**Dataset records**
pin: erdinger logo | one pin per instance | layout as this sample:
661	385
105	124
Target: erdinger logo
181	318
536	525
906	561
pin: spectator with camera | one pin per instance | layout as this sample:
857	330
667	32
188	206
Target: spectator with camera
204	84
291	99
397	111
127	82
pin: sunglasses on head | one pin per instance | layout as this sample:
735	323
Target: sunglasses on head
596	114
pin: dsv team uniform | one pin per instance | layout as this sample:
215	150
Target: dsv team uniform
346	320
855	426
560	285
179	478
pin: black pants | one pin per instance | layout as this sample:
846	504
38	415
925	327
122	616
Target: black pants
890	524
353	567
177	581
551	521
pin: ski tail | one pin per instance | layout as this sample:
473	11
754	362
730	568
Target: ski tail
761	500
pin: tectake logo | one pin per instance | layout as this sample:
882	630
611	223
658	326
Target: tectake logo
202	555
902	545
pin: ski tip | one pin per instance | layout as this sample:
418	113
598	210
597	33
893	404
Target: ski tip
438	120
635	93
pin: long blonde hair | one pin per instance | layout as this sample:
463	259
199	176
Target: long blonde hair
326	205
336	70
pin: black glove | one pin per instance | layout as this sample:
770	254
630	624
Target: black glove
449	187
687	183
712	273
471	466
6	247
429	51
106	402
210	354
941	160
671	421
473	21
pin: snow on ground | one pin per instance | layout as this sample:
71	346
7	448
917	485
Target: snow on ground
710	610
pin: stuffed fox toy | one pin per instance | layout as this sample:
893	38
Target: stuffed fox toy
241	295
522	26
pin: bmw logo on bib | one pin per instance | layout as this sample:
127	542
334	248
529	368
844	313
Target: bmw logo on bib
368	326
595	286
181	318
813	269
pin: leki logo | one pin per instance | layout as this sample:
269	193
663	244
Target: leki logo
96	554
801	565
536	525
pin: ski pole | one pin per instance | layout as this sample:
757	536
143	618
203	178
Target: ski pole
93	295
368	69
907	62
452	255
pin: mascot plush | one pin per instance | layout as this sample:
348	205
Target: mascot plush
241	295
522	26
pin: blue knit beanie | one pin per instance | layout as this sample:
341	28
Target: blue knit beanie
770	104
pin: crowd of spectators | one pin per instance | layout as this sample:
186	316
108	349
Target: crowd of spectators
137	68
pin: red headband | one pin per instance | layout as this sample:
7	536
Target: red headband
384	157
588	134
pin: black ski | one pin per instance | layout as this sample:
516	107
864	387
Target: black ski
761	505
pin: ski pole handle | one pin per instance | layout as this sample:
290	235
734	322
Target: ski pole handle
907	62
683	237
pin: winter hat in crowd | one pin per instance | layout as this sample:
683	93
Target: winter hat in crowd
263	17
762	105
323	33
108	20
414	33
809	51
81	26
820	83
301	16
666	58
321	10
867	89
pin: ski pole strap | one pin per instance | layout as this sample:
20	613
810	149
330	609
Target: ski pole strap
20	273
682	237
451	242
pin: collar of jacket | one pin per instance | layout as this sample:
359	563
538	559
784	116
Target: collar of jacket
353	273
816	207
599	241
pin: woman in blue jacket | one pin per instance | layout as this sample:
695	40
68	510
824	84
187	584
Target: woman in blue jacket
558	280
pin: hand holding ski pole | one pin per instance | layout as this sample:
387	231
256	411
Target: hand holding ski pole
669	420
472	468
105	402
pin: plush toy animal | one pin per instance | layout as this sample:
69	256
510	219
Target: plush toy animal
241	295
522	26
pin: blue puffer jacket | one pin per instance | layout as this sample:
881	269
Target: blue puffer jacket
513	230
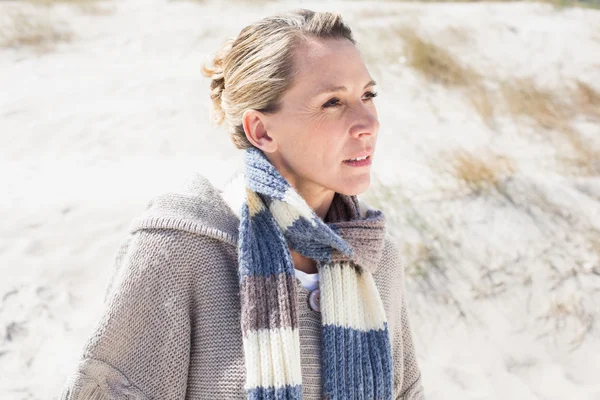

**Objective**
Pull out every line of the data above that contains the string "spectators". Case counts.

**Answer in full**
pin: crowd of spectators | one pin per instance | layout as this sample:
Target: crowd of spectators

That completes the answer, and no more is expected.